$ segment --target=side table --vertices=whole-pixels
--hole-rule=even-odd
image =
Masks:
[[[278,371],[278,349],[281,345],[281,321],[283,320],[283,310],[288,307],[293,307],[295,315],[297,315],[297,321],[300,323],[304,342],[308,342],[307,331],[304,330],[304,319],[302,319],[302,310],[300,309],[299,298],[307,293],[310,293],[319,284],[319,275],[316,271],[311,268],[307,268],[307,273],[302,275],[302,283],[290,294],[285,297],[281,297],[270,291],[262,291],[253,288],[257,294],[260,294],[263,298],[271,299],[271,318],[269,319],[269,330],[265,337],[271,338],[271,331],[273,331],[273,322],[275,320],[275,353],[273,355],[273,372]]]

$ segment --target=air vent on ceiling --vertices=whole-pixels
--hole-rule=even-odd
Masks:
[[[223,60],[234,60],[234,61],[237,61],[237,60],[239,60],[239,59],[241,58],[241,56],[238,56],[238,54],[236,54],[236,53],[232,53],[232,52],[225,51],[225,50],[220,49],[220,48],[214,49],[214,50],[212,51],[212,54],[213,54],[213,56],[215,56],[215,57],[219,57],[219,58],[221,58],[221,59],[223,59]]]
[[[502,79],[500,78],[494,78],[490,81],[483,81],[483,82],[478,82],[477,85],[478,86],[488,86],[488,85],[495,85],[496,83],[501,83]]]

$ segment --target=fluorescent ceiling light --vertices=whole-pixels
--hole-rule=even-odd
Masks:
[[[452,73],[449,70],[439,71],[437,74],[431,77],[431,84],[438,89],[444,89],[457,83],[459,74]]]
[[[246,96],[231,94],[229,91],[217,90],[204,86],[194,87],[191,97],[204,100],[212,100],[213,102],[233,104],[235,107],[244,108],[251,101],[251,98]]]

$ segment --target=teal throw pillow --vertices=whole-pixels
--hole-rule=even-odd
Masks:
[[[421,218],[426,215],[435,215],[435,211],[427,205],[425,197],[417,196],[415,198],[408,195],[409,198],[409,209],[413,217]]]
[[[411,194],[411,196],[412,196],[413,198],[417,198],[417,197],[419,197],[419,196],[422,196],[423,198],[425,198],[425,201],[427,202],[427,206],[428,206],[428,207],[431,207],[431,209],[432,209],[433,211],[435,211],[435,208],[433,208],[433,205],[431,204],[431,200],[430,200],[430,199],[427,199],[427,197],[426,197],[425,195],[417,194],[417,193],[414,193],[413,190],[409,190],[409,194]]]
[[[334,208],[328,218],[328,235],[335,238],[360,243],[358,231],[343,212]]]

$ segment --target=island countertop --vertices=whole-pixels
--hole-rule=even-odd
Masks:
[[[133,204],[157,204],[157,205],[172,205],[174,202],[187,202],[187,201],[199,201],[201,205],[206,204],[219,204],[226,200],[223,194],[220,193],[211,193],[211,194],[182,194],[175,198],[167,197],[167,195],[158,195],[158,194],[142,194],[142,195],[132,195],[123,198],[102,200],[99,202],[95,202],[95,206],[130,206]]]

※

Pick out every line of the data above that contains the string "target", and copy each such line in full.

$ segment --target=side table --vertices=whole-pixels
$ segment --target=air vent on ceiling --vertices=whole-pixels
$ segment --target=fluorescent ceiling light --vertices=whole-pixels
$ segment --target=teal throw pillow --vertices=whole-pixels
$ segment --target=island countertop --vertices=whole-pixels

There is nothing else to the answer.